→ **What to work on**: Give back only the lines from the one with "TARGET: turquoise water" through the last line of the data, exactly as they appear.

→ **Coordinate annotation records**:

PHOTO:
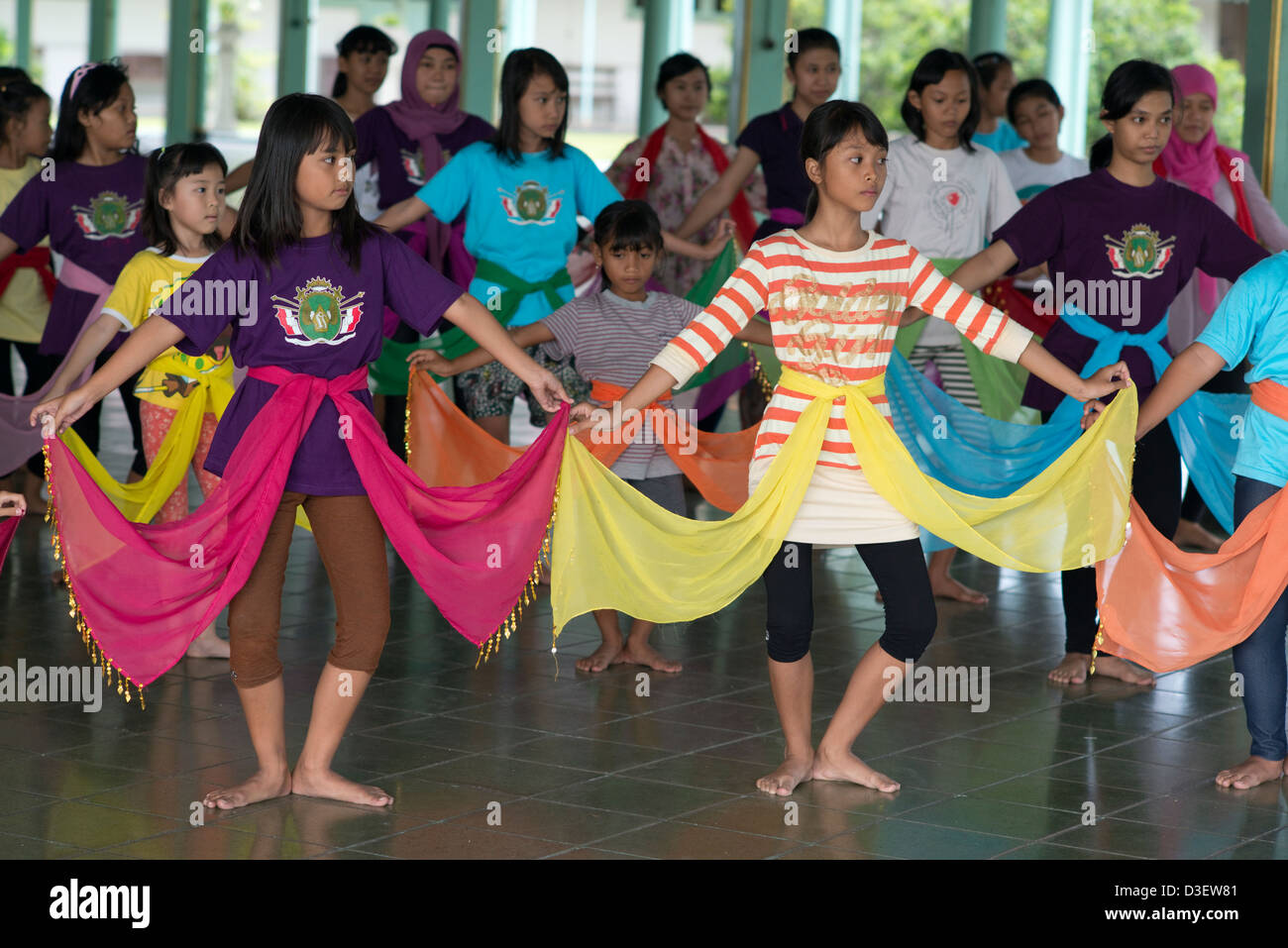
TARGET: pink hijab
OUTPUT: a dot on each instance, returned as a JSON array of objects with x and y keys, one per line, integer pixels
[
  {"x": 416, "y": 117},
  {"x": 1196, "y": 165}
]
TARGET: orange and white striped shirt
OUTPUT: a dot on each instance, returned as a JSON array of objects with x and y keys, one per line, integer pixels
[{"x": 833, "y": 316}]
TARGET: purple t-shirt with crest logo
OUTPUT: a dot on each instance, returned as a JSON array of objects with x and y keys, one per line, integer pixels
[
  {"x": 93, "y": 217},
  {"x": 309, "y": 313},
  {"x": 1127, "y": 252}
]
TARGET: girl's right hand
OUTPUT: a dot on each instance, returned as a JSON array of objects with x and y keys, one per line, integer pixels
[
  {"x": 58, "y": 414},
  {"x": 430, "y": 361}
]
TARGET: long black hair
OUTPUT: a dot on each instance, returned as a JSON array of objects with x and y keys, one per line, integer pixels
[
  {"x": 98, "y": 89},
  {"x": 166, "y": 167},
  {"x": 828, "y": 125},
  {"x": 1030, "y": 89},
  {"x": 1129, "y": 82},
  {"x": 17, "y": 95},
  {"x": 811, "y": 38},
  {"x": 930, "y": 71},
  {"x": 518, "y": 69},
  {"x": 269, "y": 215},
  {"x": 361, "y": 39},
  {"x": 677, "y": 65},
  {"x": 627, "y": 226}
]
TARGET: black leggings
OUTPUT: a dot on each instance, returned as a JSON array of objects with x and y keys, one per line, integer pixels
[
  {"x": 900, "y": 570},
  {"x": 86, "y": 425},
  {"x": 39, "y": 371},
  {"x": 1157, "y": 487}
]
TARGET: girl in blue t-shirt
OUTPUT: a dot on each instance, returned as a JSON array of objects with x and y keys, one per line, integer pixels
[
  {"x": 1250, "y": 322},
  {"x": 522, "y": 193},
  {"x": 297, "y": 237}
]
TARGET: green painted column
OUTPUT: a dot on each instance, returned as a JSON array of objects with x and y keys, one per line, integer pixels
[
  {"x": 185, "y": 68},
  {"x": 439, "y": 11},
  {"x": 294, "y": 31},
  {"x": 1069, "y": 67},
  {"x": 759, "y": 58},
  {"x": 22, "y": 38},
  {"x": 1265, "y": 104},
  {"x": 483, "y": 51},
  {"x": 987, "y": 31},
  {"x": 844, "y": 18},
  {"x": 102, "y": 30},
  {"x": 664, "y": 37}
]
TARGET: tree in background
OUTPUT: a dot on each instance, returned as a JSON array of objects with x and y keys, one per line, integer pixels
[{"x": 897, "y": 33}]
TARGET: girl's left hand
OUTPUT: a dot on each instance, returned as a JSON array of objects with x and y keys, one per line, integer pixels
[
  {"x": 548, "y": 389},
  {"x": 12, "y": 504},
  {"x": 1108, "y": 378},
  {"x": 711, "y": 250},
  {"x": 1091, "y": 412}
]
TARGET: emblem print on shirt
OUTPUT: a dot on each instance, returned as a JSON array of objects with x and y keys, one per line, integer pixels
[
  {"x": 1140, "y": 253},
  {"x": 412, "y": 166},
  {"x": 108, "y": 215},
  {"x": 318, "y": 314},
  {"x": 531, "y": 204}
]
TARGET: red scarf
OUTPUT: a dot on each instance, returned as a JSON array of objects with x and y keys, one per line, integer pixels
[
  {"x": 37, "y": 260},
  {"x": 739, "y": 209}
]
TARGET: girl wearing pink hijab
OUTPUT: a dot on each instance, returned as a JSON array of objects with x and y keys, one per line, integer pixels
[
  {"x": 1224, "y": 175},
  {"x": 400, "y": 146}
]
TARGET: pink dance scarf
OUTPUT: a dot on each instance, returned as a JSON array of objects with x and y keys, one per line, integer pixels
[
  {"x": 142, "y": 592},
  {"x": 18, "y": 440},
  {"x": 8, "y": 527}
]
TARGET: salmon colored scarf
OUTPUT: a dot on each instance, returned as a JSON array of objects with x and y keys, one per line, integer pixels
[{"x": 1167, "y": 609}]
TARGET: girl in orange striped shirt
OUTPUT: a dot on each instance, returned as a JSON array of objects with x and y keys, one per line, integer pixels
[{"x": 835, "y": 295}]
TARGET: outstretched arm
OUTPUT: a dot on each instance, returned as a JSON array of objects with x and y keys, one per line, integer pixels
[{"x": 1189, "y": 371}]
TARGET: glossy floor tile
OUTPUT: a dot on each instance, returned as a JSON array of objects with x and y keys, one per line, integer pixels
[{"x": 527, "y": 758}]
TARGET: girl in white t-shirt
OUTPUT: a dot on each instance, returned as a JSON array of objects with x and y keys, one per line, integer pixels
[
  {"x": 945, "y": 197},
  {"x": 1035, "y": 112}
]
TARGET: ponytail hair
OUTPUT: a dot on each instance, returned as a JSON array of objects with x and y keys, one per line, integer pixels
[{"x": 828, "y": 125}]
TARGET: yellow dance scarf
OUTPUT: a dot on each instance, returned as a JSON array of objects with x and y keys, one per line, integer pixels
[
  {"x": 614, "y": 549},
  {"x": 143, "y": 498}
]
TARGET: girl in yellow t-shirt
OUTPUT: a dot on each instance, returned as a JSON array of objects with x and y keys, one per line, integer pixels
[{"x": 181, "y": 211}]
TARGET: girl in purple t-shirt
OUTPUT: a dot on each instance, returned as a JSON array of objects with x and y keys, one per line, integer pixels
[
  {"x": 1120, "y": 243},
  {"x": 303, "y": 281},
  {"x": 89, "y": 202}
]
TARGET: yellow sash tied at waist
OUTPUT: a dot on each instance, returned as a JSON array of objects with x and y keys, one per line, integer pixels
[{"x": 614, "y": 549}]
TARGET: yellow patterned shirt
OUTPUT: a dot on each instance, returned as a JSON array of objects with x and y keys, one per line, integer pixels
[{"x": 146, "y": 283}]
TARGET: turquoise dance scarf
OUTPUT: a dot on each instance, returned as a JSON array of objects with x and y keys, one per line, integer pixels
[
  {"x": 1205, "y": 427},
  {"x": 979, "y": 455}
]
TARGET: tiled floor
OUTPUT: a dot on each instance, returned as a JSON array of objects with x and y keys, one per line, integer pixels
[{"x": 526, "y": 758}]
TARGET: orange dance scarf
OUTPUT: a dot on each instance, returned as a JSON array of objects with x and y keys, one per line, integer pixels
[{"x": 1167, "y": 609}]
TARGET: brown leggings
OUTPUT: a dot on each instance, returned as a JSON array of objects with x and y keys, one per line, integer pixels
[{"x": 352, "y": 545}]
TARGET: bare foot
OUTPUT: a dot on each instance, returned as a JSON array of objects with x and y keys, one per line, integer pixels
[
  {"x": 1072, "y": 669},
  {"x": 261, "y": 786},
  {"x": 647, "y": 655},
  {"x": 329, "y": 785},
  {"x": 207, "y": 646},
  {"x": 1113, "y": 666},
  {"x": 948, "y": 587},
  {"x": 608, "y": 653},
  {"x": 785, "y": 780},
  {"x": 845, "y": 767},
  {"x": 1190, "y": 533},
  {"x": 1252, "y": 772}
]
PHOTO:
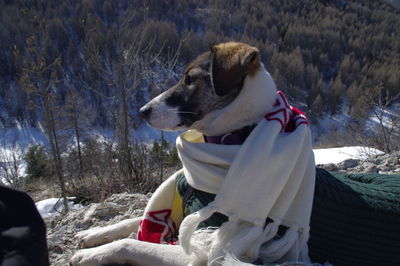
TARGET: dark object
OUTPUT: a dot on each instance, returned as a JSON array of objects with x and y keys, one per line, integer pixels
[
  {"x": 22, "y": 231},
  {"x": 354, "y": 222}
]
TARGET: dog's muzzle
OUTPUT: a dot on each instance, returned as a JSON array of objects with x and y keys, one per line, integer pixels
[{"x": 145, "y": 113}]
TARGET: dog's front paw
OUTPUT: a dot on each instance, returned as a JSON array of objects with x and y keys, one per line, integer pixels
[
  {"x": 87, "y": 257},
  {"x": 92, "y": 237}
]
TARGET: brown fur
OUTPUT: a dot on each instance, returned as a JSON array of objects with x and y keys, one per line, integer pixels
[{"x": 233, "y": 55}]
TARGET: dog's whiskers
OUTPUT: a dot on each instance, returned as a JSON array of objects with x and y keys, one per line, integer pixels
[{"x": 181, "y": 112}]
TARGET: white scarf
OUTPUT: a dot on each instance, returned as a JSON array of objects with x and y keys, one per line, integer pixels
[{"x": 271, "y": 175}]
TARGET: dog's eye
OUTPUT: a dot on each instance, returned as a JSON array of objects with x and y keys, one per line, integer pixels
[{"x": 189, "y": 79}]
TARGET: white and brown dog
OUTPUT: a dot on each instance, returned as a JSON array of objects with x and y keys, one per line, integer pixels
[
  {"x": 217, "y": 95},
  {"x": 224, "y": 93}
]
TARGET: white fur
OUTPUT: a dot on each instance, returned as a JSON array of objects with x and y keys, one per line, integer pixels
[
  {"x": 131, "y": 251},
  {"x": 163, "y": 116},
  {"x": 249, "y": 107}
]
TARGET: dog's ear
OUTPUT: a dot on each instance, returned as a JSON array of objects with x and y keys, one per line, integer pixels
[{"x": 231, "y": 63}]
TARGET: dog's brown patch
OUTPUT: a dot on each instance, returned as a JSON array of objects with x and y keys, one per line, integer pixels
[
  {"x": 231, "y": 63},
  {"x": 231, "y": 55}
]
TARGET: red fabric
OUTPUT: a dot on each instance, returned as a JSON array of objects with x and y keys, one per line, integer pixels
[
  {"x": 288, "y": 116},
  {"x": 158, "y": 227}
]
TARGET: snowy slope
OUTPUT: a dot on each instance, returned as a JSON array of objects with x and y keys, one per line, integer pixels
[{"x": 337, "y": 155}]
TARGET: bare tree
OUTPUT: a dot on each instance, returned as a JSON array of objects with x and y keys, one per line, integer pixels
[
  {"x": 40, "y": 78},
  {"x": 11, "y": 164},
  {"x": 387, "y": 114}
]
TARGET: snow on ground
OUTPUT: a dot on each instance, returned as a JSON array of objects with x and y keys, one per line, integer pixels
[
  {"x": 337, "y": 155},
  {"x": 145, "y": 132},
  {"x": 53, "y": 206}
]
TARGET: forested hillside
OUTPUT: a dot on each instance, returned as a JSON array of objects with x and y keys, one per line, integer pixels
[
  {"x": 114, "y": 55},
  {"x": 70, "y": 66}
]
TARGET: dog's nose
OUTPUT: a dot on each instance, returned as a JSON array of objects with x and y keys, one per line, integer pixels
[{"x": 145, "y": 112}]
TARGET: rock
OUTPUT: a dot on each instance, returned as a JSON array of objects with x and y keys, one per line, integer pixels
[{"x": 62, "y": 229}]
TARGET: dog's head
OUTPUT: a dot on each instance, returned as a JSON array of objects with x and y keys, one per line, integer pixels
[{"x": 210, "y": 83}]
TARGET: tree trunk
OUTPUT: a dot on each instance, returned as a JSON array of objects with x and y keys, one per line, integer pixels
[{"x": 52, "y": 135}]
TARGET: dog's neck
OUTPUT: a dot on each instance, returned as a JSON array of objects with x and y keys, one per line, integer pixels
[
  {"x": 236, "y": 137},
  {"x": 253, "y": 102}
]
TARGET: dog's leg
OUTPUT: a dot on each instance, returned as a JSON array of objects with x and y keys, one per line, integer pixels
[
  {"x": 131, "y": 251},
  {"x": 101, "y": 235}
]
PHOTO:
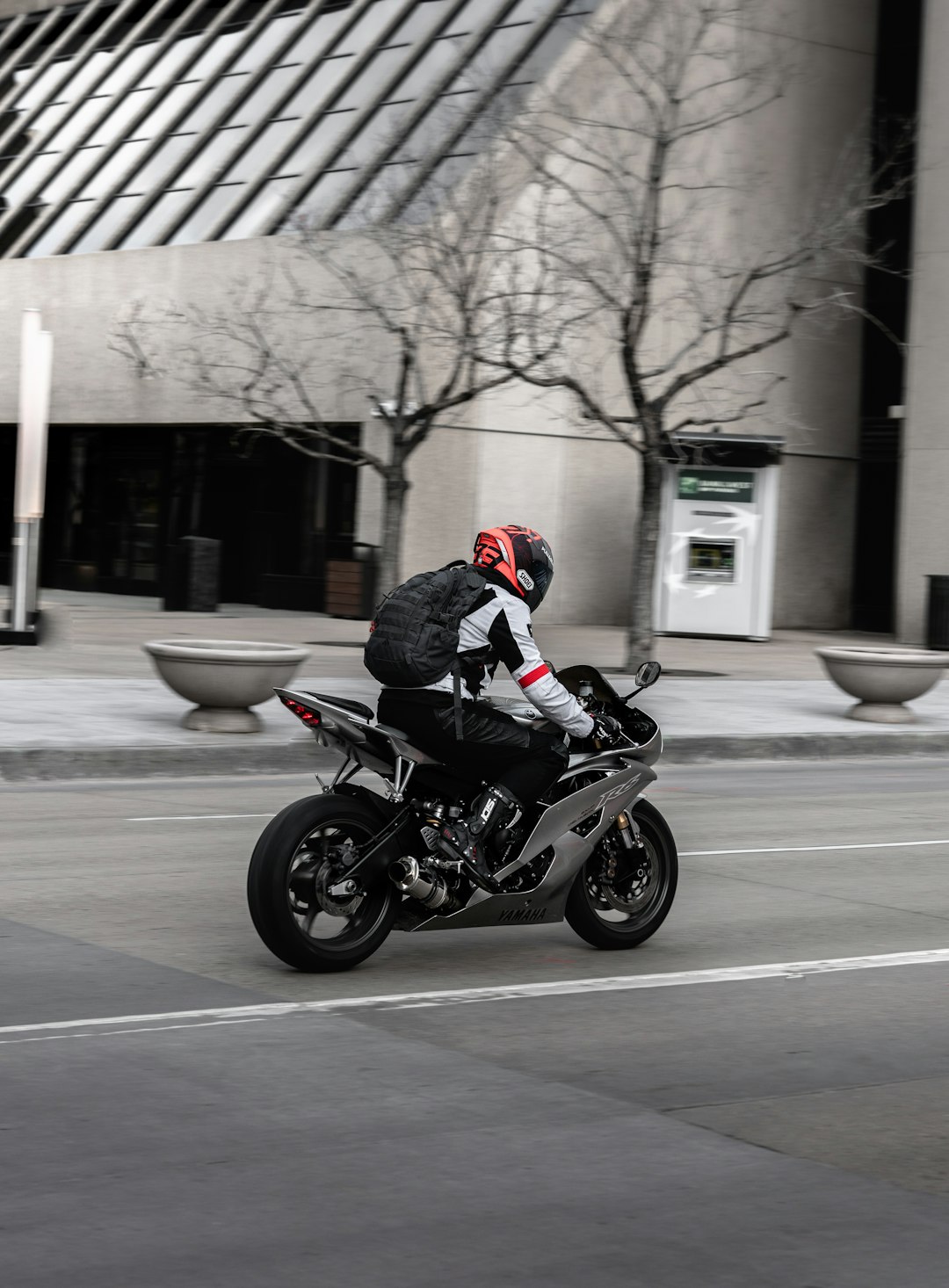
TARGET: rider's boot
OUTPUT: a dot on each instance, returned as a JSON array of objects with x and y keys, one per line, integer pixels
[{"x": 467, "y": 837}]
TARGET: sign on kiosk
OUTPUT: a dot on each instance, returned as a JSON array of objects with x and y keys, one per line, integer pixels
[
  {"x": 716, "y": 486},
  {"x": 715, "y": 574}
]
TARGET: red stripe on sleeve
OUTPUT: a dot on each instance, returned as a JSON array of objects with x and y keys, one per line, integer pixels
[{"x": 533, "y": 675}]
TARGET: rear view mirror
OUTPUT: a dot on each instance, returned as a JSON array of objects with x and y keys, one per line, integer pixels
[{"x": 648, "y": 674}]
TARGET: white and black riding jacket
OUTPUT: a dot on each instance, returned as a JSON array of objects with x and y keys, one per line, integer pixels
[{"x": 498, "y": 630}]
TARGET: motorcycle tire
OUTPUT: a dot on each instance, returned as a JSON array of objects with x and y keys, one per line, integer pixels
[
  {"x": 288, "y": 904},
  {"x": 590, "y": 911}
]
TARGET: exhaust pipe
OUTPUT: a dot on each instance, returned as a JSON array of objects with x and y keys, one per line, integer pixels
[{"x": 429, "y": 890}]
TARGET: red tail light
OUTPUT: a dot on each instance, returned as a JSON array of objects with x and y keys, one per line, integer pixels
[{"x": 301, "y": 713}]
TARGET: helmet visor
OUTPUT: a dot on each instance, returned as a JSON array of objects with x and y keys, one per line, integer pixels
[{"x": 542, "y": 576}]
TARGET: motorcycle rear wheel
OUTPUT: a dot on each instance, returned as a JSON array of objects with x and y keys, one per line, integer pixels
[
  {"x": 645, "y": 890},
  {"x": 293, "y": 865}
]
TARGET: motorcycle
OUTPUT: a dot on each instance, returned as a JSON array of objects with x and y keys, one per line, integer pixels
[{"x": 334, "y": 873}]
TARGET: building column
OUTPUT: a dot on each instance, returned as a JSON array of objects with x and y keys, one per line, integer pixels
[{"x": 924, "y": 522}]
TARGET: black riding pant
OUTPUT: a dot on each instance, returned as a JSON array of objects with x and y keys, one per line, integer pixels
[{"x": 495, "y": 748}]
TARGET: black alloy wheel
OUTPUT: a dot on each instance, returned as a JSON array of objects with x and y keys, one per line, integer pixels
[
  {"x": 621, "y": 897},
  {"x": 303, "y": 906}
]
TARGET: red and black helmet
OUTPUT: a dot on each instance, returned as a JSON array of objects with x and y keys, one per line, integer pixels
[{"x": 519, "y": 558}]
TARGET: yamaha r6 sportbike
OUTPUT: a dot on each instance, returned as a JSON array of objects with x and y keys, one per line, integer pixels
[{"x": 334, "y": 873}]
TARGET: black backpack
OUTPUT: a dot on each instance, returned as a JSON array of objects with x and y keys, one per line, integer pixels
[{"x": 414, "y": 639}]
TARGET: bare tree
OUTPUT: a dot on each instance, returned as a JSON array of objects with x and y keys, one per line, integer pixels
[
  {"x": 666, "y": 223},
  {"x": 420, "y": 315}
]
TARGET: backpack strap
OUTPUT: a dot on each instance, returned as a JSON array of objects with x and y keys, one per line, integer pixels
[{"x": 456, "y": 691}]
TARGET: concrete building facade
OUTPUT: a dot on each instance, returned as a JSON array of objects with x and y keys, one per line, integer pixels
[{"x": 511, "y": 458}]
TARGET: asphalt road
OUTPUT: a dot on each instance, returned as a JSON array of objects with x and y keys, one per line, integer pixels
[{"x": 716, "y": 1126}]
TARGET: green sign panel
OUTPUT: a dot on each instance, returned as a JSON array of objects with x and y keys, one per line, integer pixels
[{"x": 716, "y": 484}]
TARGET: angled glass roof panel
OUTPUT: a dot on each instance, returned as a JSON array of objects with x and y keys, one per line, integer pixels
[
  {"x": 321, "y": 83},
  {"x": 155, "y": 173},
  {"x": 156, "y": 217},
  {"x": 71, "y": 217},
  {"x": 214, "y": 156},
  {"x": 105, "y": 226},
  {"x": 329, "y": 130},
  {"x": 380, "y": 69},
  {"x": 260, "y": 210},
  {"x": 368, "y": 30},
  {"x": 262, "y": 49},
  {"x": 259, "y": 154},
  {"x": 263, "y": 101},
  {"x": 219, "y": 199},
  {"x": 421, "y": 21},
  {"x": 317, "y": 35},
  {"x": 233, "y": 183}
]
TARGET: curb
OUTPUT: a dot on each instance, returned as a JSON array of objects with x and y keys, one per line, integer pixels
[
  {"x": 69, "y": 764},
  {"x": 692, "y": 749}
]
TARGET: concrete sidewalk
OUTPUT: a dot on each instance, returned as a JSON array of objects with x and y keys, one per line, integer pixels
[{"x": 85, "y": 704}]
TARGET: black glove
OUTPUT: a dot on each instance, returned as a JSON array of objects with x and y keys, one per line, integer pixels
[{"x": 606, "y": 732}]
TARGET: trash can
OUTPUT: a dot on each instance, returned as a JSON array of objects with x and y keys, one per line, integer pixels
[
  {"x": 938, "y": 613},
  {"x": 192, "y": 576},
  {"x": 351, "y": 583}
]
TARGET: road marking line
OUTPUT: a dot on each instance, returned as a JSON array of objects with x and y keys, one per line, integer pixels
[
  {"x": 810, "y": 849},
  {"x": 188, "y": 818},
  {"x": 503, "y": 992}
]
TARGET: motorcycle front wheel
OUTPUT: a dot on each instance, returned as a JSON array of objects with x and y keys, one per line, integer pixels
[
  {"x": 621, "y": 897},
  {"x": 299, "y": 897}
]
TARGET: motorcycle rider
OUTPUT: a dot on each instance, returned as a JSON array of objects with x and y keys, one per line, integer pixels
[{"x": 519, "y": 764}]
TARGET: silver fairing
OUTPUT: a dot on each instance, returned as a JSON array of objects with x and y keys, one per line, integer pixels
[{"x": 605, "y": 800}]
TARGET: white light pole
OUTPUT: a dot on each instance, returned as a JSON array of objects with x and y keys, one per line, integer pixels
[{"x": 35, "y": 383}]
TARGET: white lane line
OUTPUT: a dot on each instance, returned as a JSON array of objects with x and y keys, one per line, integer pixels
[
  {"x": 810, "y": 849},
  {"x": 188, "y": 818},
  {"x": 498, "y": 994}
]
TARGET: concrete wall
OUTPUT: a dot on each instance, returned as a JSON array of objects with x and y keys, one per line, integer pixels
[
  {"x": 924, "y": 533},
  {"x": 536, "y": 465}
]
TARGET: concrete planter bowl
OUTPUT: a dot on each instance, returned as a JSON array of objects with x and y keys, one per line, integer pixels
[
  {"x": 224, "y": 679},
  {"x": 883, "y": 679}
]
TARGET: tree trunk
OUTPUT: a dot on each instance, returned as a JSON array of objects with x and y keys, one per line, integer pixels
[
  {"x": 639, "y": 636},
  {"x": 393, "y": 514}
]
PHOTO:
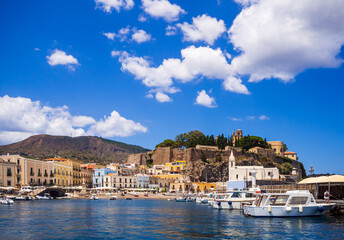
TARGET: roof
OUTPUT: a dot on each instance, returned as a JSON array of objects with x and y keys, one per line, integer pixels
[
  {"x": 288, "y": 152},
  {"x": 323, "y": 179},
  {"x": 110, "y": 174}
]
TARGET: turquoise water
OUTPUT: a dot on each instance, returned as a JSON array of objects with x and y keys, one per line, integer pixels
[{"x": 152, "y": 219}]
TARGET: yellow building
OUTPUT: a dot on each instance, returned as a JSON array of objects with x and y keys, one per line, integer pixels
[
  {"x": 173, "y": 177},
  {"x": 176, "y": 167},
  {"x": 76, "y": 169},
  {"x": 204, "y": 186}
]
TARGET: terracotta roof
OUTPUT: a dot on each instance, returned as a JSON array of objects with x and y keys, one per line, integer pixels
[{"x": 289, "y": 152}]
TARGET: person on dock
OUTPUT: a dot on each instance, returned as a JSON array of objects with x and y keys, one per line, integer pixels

→ **Task output**:
TARGET: turquoise water
OUTPUT: a dot on each instance, returned as a JSON array of objects with x and y keys, one per line, integer pixels
[{"x": 152, "y": 219}]
TARGET: yellow building
OUTPUT: a dot on each instance, returned as a JSON array of objects with x and y keys, one per line, integer pixels
[
  {"x": 173, "y": 177},
  {"x": 176, "y": 167},
  {"x": 76, "y": 169},
  {"x": 204, "y": 186}
]
TARGET: terracotta roof
OUTPUT: a dot on each instance, returned as a JSON array of objects with x and y keys, one per line, integer pixels
[{"x": 289, "y": 152}]
TARGET: person on dock
OUTPUT: a dot on each instance, returned as a JSON array of objects with x and y keys, one per line, integer pixels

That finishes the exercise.